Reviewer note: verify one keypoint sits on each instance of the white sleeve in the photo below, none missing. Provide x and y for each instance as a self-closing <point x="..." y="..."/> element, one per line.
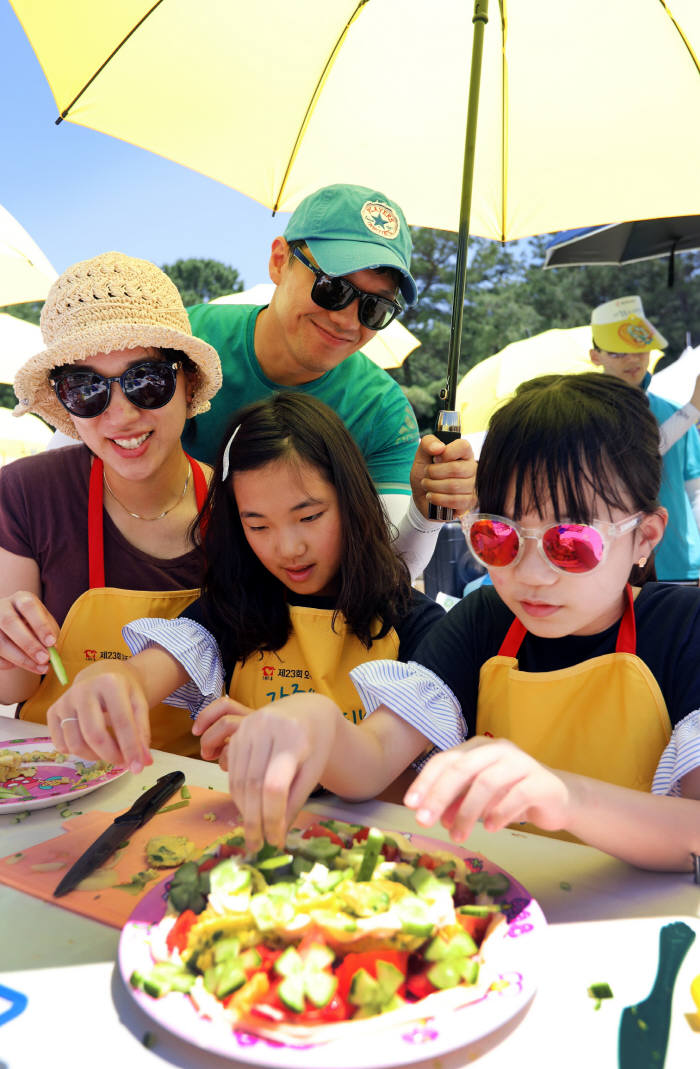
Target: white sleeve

********************

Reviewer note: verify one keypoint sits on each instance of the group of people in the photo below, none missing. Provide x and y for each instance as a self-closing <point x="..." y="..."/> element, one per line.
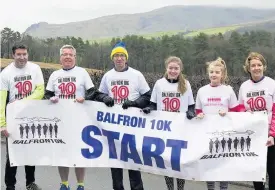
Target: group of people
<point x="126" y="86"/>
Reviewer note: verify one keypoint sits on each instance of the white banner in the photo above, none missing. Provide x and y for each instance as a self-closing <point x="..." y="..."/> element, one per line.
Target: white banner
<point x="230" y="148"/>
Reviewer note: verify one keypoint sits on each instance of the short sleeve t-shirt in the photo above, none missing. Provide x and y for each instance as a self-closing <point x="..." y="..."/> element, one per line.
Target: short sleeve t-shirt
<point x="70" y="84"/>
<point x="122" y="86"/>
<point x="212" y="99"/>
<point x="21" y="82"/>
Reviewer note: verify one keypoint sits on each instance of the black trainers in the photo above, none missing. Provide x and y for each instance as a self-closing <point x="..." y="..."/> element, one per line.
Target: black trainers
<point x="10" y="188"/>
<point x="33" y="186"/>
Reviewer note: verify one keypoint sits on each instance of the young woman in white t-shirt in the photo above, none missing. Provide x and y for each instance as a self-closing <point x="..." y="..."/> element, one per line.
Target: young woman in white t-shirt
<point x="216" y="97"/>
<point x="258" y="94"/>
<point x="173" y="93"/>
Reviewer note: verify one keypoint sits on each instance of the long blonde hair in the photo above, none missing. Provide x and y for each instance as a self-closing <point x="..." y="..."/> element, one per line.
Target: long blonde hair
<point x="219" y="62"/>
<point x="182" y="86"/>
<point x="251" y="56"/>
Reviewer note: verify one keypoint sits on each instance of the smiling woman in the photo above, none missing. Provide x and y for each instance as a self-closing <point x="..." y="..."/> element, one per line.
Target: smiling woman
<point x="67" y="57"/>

********************

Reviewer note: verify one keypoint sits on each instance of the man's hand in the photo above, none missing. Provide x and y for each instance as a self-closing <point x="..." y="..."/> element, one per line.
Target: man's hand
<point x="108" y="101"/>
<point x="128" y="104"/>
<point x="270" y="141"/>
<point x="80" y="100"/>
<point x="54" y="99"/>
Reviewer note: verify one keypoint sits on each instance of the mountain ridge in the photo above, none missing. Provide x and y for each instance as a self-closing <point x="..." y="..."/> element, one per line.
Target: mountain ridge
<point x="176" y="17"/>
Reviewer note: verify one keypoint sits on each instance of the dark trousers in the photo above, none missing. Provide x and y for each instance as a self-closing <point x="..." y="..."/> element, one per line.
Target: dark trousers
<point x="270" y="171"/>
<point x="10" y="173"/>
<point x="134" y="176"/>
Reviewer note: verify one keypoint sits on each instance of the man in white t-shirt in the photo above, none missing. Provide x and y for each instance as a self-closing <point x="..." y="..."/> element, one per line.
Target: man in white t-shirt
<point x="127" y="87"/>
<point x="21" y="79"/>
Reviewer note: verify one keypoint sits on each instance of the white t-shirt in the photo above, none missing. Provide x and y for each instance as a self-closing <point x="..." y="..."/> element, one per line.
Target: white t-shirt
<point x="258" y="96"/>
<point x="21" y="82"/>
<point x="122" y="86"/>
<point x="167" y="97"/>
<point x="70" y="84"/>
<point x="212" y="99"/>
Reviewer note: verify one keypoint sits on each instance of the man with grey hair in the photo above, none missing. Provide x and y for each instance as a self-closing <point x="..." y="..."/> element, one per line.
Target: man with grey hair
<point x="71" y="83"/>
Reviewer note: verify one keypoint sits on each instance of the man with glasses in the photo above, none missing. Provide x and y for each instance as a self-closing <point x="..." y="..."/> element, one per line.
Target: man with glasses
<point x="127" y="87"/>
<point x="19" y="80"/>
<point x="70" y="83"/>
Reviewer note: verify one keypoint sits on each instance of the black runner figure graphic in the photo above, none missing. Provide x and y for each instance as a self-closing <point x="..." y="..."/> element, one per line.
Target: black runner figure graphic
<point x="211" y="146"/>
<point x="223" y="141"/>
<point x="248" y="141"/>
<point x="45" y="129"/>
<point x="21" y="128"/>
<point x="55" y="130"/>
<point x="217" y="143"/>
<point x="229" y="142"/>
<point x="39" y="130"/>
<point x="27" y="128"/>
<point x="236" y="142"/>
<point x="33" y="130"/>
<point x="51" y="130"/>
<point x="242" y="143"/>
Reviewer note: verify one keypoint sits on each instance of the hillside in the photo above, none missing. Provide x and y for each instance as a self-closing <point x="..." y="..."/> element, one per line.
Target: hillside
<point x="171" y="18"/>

********************

▶ [What is needed]: Repeat exactly the stretch of the listing above that starts with the line holding "the white sleeve" and finishes with the line holding "Target: white sleeve", both included. Skip every picture.

▶ [Task output]:
Reviewer note: verify one keypoint sits on each instance of the white sleeve in the photo below, none missing. Provide x and y for each instance as a self-closing <point x="..." y="..."/> element, one per line.
Target: white sleeve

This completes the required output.